Si l’Afrique compte nombre de pays ayant une croissance à deux chiffres, si l’Afrique est un continent riche en ressources naturelles et en promesse de développement, si la jeunesse africaine représente un potentiel immense d’énergie et d’initiative, n’oublions pas que l’Afrique connait aussi 28 conflits violents dont 11 guerres dans des pays pauvres (chiffres du HIIK). Mali, Burkina Faso, Niger, Tchad, RCA, RDC, Somalie, Soudan du Sud, nord du Nigéria… La liste est longue sans parler des destructions liées à des catastrophes (ouragan, sécheresse, inondation), comme il y a peu au Mozambique. Pour ces populations en danger, le Forum pourrait représenter un événement démultiplicateur de solidarité.

Un Forum qui réponde concrètement aux besoins des populations.

Mais ces pays étaient peu représentés à Dakar et ces urgences humanitaires s’expriment donc peu dans la salle. Il y a là je crois un enjeu majeur pour le Forum. Si le FME ne concentre pas une partie significative de son programme aux besoins de ces populations, il nous sera difficile de mobiliser les acteurs humanitaires pour préparer et participer à ce Forum. Il vaut mieux le dire maintenant, d’autant que trop peu d’ONG humanitaires et de développement participent habituellement au Forum Mondial de l’Eau. Mais, rappelons-le à tous, nous ne serons ni en Corée ni au Brésil, ni même en Turquie, mais au cœur de l’Afrique qui a soif !

** Données extraites **

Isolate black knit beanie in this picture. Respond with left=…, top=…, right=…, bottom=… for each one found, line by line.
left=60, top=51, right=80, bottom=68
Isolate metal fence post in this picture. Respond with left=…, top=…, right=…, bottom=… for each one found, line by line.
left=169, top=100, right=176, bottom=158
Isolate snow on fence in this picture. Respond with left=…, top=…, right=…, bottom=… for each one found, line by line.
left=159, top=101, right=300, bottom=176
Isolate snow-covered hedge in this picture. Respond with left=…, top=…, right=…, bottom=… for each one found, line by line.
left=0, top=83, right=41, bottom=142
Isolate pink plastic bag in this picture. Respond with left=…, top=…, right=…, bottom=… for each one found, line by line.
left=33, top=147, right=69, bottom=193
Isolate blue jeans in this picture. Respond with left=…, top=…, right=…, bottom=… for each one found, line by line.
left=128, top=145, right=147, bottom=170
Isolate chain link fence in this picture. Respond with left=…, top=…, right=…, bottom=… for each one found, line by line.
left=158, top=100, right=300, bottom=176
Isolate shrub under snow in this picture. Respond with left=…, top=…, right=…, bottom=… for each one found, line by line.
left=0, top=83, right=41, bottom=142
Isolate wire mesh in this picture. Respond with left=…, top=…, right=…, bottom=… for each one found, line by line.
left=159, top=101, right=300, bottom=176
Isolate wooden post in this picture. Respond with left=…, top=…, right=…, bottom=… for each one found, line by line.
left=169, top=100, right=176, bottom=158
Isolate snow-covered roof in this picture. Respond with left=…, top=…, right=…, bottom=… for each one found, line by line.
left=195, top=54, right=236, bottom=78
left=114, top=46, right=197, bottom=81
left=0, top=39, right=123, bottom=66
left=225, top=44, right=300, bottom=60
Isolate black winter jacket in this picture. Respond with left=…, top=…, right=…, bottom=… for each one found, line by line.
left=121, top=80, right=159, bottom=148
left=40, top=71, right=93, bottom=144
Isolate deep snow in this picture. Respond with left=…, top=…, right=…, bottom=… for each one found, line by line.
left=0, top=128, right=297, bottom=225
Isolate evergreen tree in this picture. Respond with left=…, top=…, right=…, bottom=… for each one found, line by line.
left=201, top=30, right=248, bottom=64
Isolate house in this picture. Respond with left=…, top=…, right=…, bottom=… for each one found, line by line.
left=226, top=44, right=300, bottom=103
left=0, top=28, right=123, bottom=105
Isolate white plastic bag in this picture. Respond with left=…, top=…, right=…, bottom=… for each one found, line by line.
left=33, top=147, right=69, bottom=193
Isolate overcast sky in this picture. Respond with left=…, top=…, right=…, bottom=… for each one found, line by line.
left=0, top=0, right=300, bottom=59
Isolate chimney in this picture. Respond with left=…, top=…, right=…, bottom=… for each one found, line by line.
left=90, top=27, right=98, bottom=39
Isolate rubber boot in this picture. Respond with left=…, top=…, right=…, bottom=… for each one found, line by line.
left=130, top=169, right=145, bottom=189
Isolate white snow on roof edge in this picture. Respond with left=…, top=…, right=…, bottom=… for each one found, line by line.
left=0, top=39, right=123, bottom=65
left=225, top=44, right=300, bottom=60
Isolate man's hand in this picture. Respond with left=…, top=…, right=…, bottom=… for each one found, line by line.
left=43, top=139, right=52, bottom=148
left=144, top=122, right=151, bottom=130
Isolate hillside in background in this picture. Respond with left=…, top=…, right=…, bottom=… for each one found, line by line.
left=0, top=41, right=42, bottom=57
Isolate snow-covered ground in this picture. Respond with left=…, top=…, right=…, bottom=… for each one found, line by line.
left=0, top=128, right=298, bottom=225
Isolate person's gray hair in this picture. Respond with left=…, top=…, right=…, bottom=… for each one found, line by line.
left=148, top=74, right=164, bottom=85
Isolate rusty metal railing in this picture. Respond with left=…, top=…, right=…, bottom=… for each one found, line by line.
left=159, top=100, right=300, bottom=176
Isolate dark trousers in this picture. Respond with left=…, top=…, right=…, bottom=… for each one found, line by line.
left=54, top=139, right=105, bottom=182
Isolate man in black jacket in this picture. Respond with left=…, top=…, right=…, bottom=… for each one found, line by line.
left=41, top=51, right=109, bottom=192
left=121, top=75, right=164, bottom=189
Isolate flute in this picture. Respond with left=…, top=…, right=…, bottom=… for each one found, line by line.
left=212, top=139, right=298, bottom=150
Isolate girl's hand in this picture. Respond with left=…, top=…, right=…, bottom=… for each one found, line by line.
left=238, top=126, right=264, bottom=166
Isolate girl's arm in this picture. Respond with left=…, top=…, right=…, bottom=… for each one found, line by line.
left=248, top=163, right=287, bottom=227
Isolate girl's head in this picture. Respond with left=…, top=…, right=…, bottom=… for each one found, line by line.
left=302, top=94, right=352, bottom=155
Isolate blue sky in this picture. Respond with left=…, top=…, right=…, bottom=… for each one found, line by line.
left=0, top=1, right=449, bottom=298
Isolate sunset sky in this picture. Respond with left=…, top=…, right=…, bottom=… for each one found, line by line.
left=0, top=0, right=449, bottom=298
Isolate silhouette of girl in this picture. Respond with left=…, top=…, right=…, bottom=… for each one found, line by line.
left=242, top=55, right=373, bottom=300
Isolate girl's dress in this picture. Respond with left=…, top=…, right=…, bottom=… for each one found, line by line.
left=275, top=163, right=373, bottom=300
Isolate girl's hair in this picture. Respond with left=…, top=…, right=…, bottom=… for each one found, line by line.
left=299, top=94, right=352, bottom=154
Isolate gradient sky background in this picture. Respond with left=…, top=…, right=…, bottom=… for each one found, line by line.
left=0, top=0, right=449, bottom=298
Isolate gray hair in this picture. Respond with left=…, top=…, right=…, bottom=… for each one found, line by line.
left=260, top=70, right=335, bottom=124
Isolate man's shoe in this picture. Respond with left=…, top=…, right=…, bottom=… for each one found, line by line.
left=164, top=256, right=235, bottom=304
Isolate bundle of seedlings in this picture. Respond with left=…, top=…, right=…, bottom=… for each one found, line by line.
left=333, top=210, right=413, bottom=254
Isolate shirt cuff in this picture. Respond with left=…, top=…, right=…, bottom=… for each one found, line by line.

** Consignes de l'exercice **
- A) Renvoyez, sans y changer un mot, le passage du texte sur le Forum mondial de l'eau qui commence par « Mais ces pays » et se poursuit jusqu'à « qui a soif ! ».
- B) Transformez en liste JSON de chaînes, à raison d'une chaîne par ligne et sans les lignes vides, les lignes des données extraites qui vont de celle contenant « Isolate girl's hair » jusqu'à la dernière ligne de ces données, les deux extrémités incluses.

** Réponses par consigne **
- A)
Mais ces pays étaient peu représentés à Dakar et ces urgences humanitaires s’expriment donc peu dans la salle. Il y a là je crois un enjeu majeur pour le Forum. Si le FME ne concentre pas une partie significative de son programme aux besoins de ces populations, il nous sera difficile de mobiliser les acteurs humanitaires pour préparer et participer à ce Forum. Il vaut mieux le dire maintenant, d’autant que trop peu d’ONG humanitaires et de développement participent habituellement au Forum Mondial de l’Eau. Mais, rappelons-le à tous, nous ne serons ni en Corée ni au Brésil, ni même en Turquie, mais au cœur de l’Afrique qui a soif !

- B)
[
  "Isolate girl's hair in this picture. Respond with left=…, top=…, right=…, bottom=… for each one found, line by line.",
  "left=299, top=94, right=352, bottom=154",
  "Isolate gradient sky background in this picture. Respond with left=…, top=…, right=…, bottom=… for each one found, line by line.",
  "left=0, top=0, right=449, bottom=298",
  "Isolate gray hair in this picture. Respond with left=…, top=…, right=…, bottom=… for each one found, line by line.",
  "left=260, top=70, right=335, bottom=124",
  "Isolate man's shoe in this picture. Respond with left=…, top=…, right=…, bottom=… for each one found, line by line.",
  "left=164, top=256, right=235, bottom=304",
  "Isolate bundle of seedlings in this picture. Respond with left=…, top=…, right=…, bottom=… for each one found, line by line.",
  "left=333, top=210, right=413, bottom=254",
  "Isolate shirt cuff in this picture. Respond with left=…, top=…, right=…, bottom=… for each one found, line by line."
]